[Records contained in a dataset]
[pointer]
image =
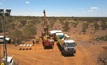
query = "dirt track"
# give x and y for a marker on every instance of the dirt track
(85, 55)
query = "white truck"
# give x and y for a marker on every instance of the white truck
(66, 44)
(68, 47)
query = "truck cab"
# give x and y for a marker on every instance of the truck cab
(69, 47)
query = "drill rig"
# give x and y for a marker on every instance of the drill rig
(48, 42)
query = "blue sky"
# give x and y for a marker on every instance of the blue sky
(89, 8)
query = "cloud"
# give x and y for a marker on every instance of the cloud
(1, 3)
(27, 2)
(92, 9)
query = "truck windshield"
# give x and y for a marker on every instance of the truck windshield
(70, 44)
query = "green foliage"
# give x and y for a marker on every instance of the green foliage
(16, 34)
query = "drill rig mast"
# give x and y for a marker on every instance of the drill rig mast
(45, 24)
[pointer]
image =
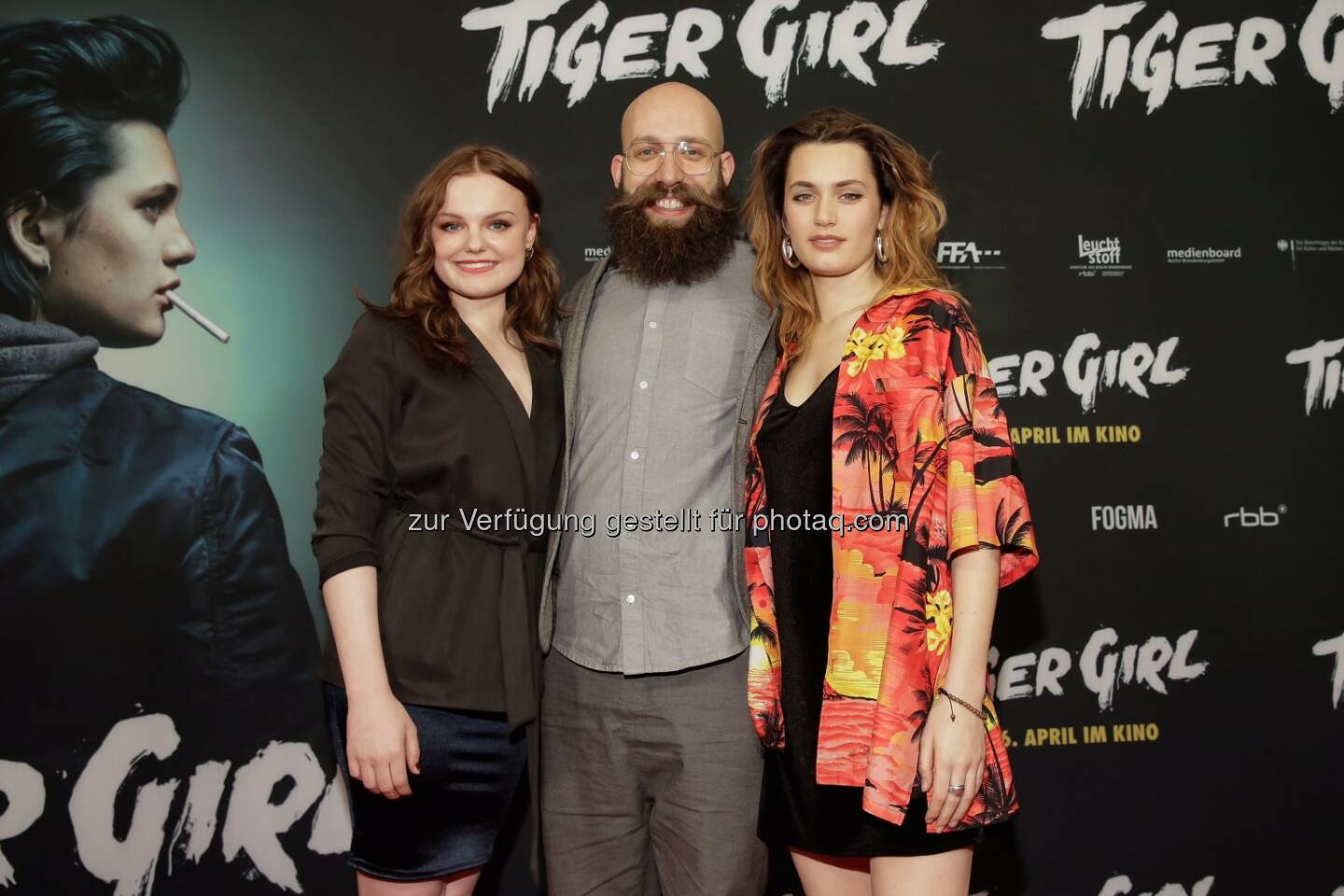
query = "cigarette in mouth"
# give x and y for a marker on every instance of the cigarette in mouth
(196, 315)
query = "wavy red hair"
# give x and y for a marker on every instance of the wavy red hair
(422, 300)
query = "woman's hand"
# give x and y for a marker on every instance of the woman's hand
(381, 745)
(950, 752)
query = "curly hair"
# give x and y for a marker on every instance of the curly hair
(910, 234)
(422, 300)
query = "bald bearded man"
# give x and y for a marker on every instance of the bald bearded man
(651, 768)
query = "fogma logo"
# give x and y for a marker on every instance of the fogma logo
(1124, 516)
(1193, 62)
(1087, 370)
(770, 43)
(958, 256)
(1257, 519)
(1323, 371)
(1101, 665)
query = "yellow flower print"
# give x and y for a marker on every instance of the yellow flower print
(874, 347)
(938, 611)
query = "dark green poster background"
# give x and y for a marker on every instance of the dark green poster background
(1155, 257)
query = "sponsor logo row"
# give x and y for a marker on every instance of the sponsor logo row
(1101, 256)
(1127, 517)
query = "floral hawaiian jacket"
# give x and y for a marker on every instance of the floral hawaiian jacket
(918, 433)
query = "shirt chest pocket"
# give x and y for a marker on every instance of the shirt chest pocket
(715, 352)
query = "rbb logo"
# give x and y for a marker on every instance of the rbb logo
(1255, 519)
(958, 253)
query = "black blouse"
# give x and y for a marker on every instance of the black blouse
(413, 459)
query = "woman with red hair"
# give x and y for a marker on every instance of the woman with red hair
(443, 421)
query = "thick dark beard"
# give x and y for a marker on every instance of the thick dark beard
(655, 254)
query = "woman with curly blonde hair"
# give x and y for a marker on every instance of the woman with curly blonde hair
(883, 501)
(442, 422)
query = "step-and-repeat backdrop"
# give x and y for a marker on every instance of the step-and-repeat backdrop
(1147, 216)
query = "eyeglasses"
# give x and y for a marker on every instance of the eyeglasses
(643, 159)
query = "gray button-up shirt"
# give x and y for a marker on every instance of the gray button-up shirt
(655, 419)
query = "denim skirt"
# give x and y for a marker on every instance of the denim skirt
(470, 768)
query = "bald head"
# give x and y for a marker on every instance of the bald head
(671, 113)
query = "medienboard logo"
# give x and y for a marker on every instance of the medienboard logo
(1202, 256)
(968, 256)
(1099, 257)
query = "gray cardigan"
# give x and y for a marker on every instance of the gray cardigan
(757, 366)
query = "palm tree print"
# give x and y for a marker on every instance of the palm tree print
(918, 428)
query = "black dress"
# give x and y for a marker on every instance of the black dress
(794, 446)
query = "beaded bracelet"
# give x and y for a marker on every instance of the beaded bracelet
(979, 713)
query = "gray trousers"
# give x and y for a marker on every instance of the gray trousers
(651, 780)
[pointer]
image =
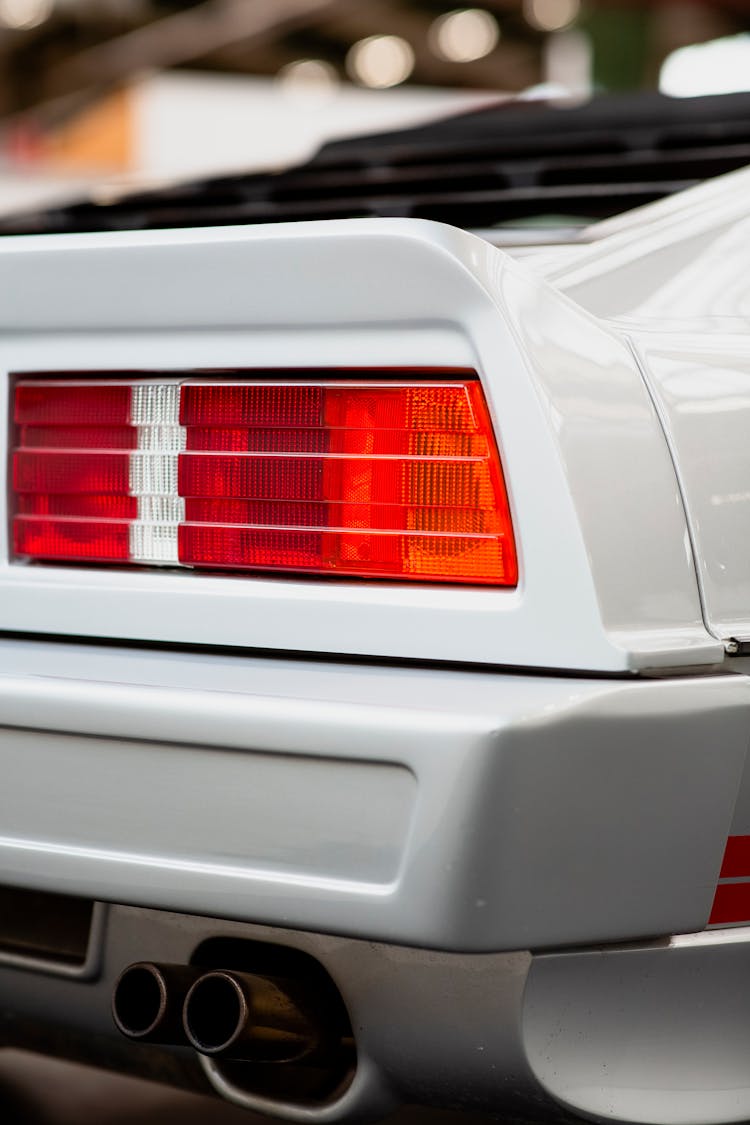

PROMPT: Leaving every picture out, output the data exactly as it stands.

SOLUTION TO THE EXERCISE:
[pointer]
image =
query = "dirt track"
# give x and y for a marker on every instance of the dirt track
(85, 55)
query = "white truck"
# give x and y for a marker on every instance of the white truck
(66, 44)
(68, 47)
query = "truck cab"
# give x and y for a marker on every instance of the truck cab
(69, 47)
query = "drill rig"
# give x and y for a marker on every instance of the drill rig
(48, 42)
query = "blue sky"
# give x and y for a marker on every instance of the blue sky
(89, 8)
query = "cloud"
# give x and y for a marker on every instance of the cloud
(1, 3)
(27, 2)
(92, 9)
query = "truck windshield"
# give x and y for a marker on every instance of the truck windshield
(70, 44)
query = "green foliage"
# give x and y for a marker on every instance of the green foliage
(16, 34)
query = "drill rig mast"
# give x and y for a marker on every instance of the drill rig mast
(45, 24)
[pointer]
image =
query = "cigarette in mouth"
# give x and y for a marker on every instance of the cigarette in mouth
(196, 315)
query = "wavy red hair"
# give x and y for a marker on every instance of the wavy red hair
(422, 300)
query = "woman's hand"
# give x and y for a marker on every instance of the woman's hand
(381, 745)
(950, 752)
query = "curly hair"
# give x and y for a marker on every instance of the curly hair
(910, 234)
(422, 300)
query = "bald bearded man"
# give x and y for a marker on every instance of the bald bearded man
(651, 768)
query = "fogma logo"
# give x and y for a marker on every instance of the fogma logo
(1124, 516)
(1193, 62)
(1087, 370)
(770, 43)
(958, 256)
(1257, 519)
(1323, 371)
(1101, 665)
query = "yellow flower print"
# give x and y for a marker on every instance of the yellow flower print
(874, 347)
(938, 611)
query = "dark green poster background"
# give x and y for a marker on every instance of the dark green poster background
(1155, 257)
query = "sponsor logo row"
# give x and y for a marker on every instance of the sponsor logo row
(1101, 256)
(1127, 517)
query = "floral hawaiian jacket"
# give x and y for a marker on every instance of the floral hawaiian jacket
(918, 433)
query = "shirt chest pocket"
# give x and y for a marker on every instance of the shirt chest pocket
(715, 352)
query = "rbb logo"
# give x and y for a marker on every instance of the rbb logo
(1255, 519)
(958, 253)
query = "black blouse"
# give x and y for a marker on every instance of the black blouse
(413, 459)
query = "woman with red hair"
# give x and y for a marker on every instance of the woman with red hair
(443, 421)
query = "thick dark beard"
# give x and y for a marker on every instance of the thick dark beard
(655, 254)
query = "woman with curly blonde hair"
# give x and y for a marker on every instance of the woman with curly blonde hair
(883, 501)
(442, 422)
query = "step-and-repeat backdrop"
# give x and y for a marker on every instance of the step-and-repeat backdrop
(1147, 216)
query = "eyeglasses"
# give x and y for a marker on every instance of the eyeglasses
(643, 159)
query = "gray button-up shirt"
# give x and y for a marker on every instance of the gray button-up shirt
(655, 419)
query = "denim skirt"
# give x and y for a marker on every instance of the denim skirt
(470, 768)
query = "bald head"
# give x and y for a marker on every instance of the bald head
(671, 113)
query = "medienboard logo"
# give x and y for a marker on every instance of the medienboard logo
(1202, 256)
(968, 256)
(1099, 257)
query = "gray cardigan"
# give x and y for a marker on every instance of the gray cardigan
(757, 366)
query = "palm tree print"
# give x and y for a marker on every instance of the palm tree print
(918, 428)
query = "black dress"
# give x and y for a marker on every instance of the black dress
(794, 446)
query = "beaded bracelet"
# give x and y for a marker on every instance of the beaded bracelet
(979, 713)
query = "gray trousers"
# give x and y for a marker on every instance of the gray trousers
(651, 780)
[pointer]
image =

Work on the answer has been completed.